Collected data
◇ ◇ ◇
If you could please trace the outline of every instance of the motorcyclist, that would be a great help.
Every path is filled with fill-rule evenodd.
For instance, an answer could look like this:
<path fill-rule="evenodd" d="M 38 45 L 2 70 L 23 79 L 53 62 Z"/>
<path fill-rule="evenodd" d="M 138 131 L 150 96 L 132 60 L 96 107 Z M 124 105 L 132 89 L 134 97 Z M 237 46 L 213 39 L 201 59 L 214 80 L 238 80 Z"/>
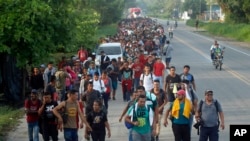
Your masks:
<path fill-rule="evenodd" d="M 221 47 L 218 44 L 217 40 L 215 40 L 214 44 L 211 46 L 210 53 L 211 53 L 211 59 L 212 59 L 213 62 L 216 59 L 216 56 L 218 54 L 221 54 L 222 58 L 223 58 L 223 50 L 221 49 Z"/>

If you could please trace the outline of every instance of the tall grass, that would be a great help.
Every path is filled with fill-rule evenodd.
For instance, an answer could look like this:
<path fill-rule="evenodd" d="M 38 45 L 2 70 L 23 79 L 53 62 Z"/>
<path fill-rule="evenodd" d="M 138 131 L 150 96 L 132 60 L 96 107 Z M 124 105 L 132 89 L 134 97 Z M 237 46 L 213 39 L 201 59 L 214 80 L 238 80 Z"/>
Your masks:
<path fill-rule="evenodd" d="M 195 26 L 195 20 L 188 20 L 187 25 Z M 217 36 L 229 37 L 238 41 L 250 42 L 250 25 L 228 24 L 219 22 L 199 22 L 199 27 Z"/>
<path fill-rule="evenodd" d="M 6 133 L 16 126 L 18 119 L 23 115 L 24 111 L 20 108 L 0 107 L 0 141 L 4 140 Z"/>

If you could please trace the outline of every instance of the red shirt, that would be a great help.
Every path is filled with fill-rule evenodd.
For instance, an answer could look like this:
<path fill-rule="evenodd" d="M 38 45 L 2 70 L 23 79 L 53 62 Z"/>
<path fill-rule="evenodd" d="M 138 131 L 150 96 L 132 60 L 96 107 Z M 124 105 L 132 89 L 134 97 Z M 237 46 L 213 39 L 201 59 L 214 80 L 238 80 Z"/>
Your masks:
<path fill-rule="evenodd" d="M 140 78 L 140 76 L 141 76 L 141 74 L 143 72 L 143 68 L 144 68 L 144 65 L 142 63 L 140 63 L 140 62 L 133 64 L 132 69 L 135 72 L 135 74 L 134 74 L 135 78 Z"/>
<path fill-rule="evenodd" d="M 144 57 L 143 54 L 141 54 L 141 55 L 139 56 L 139 62 L 142 63 L 142 64 L 146 63 L 146 59 L 145 59 L 145 57 Z"/>
<path fill-rule="evenodd" d="M 88 58 L 88 52 L 86 50 L 80 49 L 78 51 L 78 57 L 80 61 L 85 61 Z"/>
<path fill-rule="evenodd" d="M 165 69 L 165 66 L 163 63 L 155 62 L 154 63 L 154 75 L 155 76 L 162 76 L 163 75 L 163 70 Z"/>
<path fill-rule="evenodd" d="M 41 106 L 41 101 L 31 101 L 30 99 L 25 100 L 24 107 L 29 111 L 34 111 L 35 113 L 27 113 L 26 120 L 27 122 L 36 122 L 38 121 L 38 109 Z"/>

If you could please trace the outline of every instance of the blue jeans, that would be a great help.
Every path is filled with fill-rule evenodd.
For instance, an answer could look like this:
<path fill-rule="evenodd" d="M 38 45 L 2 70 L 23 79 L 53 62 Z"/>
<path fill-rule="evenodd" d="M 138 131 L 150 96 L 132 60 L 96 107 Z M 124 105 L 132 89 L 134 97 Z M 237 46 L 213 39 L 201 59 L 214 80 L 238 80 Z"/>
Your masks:
<path fill-rule="evenodd" d="M 191 132 L 192 132 L 193 120 L 194 120 L 194 115 L 190 115 L 190 117 L 189 117 L 190 135 L 191 135 Z"/>
<path fill-rule="evenodd" d="M 66 94 L 65 94 L 66 90 L 65 89 L 63 89 L 63 90 L 57 90 L 57 93 L 58 93 L 61 101 L 66 100 Z"/>
<path fill-rule="evenodd" d="M 132 140 L 133 141 L 151 141 L 151 132 L 140 134 L 132 130 Z"/>
<path fill-rule="evenodd" d="M 78 141 L 77 129 L 75 128 L 64 128 L 64 139 L 65 141 Z"/>
<path fill-rule="evenodd" d="M 128 141 L 133 141 L 133 138 L 132 138 L 132 129 L 128 130 Z"/>
<path fill-rule="evenodd" d="M 199 141 L 218 141 L 219 140 L 219 129 L 218 126 L 214 127 L 202 127 L 200 128 L 200 139 Z"/>
<path fill-rule="evenodd" d="M 28 122 L 28 134 L 29 134 L 29 141 L 39 141 L 38 121 L 36 121 L 36 122 Z"/>
<path fill-rule="evenodd" d="M 110 93 L 103 93 L 102 97 L 103 97 L 103 101 L 104 101 L 104 106 L 106 107 L 106 110 L 108 110 L 108 101 L 109 101 L 109 96 Z"/>
<path fill-rule="evenodd" d="M 140 78 L 134 78 L 134 90 L 140 85 Z"/>

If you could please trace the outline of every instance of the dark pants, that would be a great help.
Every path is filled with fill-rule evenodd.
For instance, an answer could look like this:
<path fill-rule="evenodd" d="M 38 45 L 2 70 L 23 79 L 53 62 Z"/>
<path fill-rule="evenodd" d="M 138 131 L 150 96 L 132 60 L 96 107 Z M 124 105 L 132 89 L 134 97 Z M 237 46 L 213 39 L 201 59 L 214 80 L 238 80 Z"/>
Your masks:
◇ ◇ ◇
### PROBLEM REQUIREMENTS
When you copy the records above, keep every word exact and leave out the pictures they contain.

### ANSWER BOX
If you could please trace the outline of every instance of the motorcyclist, that would be a great help.
Every path is filled with fill-rule evenodd.
For instance, an answer could look like this:
<path fill-rule="evenodd" d="M 38 45 L 2 70 L 23 79 L 53 62 Z"/>
<path fill-rule="evenodd" d="M 138 131 L 150 96 L 132 60 L 96 107 Z M 124 105 L 132 89 L 134 97 Z M 237 46 L 213 39 L 201 59 L 214 80 L 238 80 Z"/>
Your masks:
<path fill-rule="evenodd" d="M 221 47 L 218 44 L 217 40 L 215 40 L 214 44 L 211 46 L 210 53 L 211 53 L 211 59 L 212 59 L 213 62 L 216 59 L 216 56 L 218 54 L 221 54 L 222 58 L 223 58 L 223 50 L 221 49 Z"/>

If you could please trace the outline of every instance of the tall grass, that would be a great help.
Every path is filled with fill-rule evenodd.
For instance, an answer could look like this:
<path fill-rule="evenodd" d="M 38 45 L 2 70 L 23 79 L 53 62 Z"/>
<path fill-rule="evenodd" d="M 138 131 L 150 96 L 132 60 L 96 107 Z M 124 105 L 132 89 L 134 97 Z M 237 46 L 213 39 L 201 59 L 214 80 L 238 80 Z"/>
Your masks:
<path fill-rule="evenodd" d="M 195 26 L 195 20 L 188 20 L 187 25 Z M 217 36 L 229 37 L 238 41 L 250 42 L 250 25 L 228 24 L 219 22 L 199 22 L 199 27 Z"/>
<path fill-rule="evenodd" d="M 6 133 L 16 126 L 18 119 L 23 115 L 24 111 L 20 108 L 0 107 L 0 141 L 4 140 Z"/>

If you could please trace the outline of every instance of the red shirt, that would be a great help.
Every path is filled with fill-rule evenodd.
For instance, an answer could look like this:
<path fill-rule="evenodd" d="M 38 45 L 2 70 L 23 79 L 53 62 Z"/>
<path fill-rule="evenodd" d="M 138 131 L 150 96 L 132 60 L 96 107 Z M 124 105 L 132 89 L 134 97 Z M 237 46 L 213 39 L 201 59 L 214 80 L 238 80 Z"/>
Your masks:
<path fill-rule="evenodd" d="M 140 78 L 140 76 L 141 76 L 141 74 L 143 72 L 143 68 L 144 68 L 144 65 L 142 63 L 140 63 L 140 62 L 133 64 L 132 69 L 135 72 L 135 74 L 134 74 L 135 78 Z"/>
<path fill-rule="evenodd" d="M 144 57 L 143 54 L 141 54 L 141 55 L 139 56 L 139 62 L 142 63 L 142 64 L 146 63 L 146 59 L 145 59 L 145 57 Z"/>
<path fill-rule="evenodd" d="M 88 58 L 88 52 L 86 50 L 80 49 L 78 51 L 78 57 L 80 61 L 85 61 Z"/>
<path fill-rule="evenodd" d="M 165 69 L 165 66 L 163 63 L 155 62 L 154 63 L 154 75 L 155 76 L 162 76 L 163 75 L 163 70 Z"/>
<path fill-rule="evenodd" d="M 41 106 L 41 101 L 31 101 L 30 99 L 25 100 L 24 107 L 29 111 L 34 111 L 35 113 L 27 113 L 26 120 L 27 122 L 36 122 L 38 121 L 38 109 Z"/>

If you could please trace the outline of every instance of the blue jeans, that would be a great help.
Every path is filled with fill-rule evenodd.
For instance, an answer could look like this:
<path fill-rule="evenodd" d="M 38 45 L 2 70 L 23 79 L 53 62 Z"/>
<path fill-rule="evenodd" d="M 138 131 L 150 96 L 132 60 L 96 107 Z M 124 105 L 132 89 L 134 97 Z M 237 46 L 213 39 L 201 59 L 214 80 L 238 80 Z"/>
Your masks:
<path fill-rule="evenodd" d="M 191 132 L 192 132 L 193 120 L 194 120 L 194 115 L 190 115 L 190 117 L 189 117 L 190 135 L 191 135 Z"/>
<path fill-rule="evenodd" d="M 66 94 L 65 94 L 66 90 L 65 89 L 63 89 L 63 90 L 57 90 L 57 93 L 58 93 L 61 101 L 66 100 Z"/>
<path fill-rule="evenodd" d="M 132 140 L 133 141 L 151 141 L 151 132 L 140 134 L 132 130 Z"/>
<path fill-rule="evenodd" d="M 78 141 L 77 129 L 75 128 L 64 128 L 64 139 L 65 141 Z"/>
<path fill-rule="evenodd" d="M 128 141 L 133 141 L 133 138 L 132 138 L 132 129 L 128 130 Z"/>
<path fill-rule="evenodd" d="M 199 141 L 218 141 L 219 140 L 219 129 L 218 126 L 214 127 L 202 127 L 200 128 L 200 139 Z"/>
<path fill-rule="evenodd" d="M 28 122 L 28 134 L 29 134 L 29 141 L 39 141 L 38 121 L 36 121 L 36 122 Z"/>
<path fill-rule="evenodd" d="M 110 93 L 103 93 L 102 97 L 103 97 L 103 101 L 104 101 L 104 106 L 106 107 L 106 110 L 108 110 L 108 101 L 109 101 L 109 96 Z"/>
<path fill-rule="evenodd" d="M 140 78 L 134 78 L 134 90 L 140 85 Z"/>

If you could please trace the outline of every instance of the dark pants, that would be a great help.
Every path is filled with fill-rule evenodd.
For instance, an answer could look like this:
<path fill-rule="evenodd" d="M 38 45 L 2 70 L 23 79 L 53 62 Z"/>
<path fill-rule="evenodd" d="M 138 131 L 150 96 L 132 60 L 96 107 Z M 124 105 L 132 89 L 134 97 Z M 237 46 L 213 39 L 201 59 L 214 80 L 238 80 Z"/>
Your masks:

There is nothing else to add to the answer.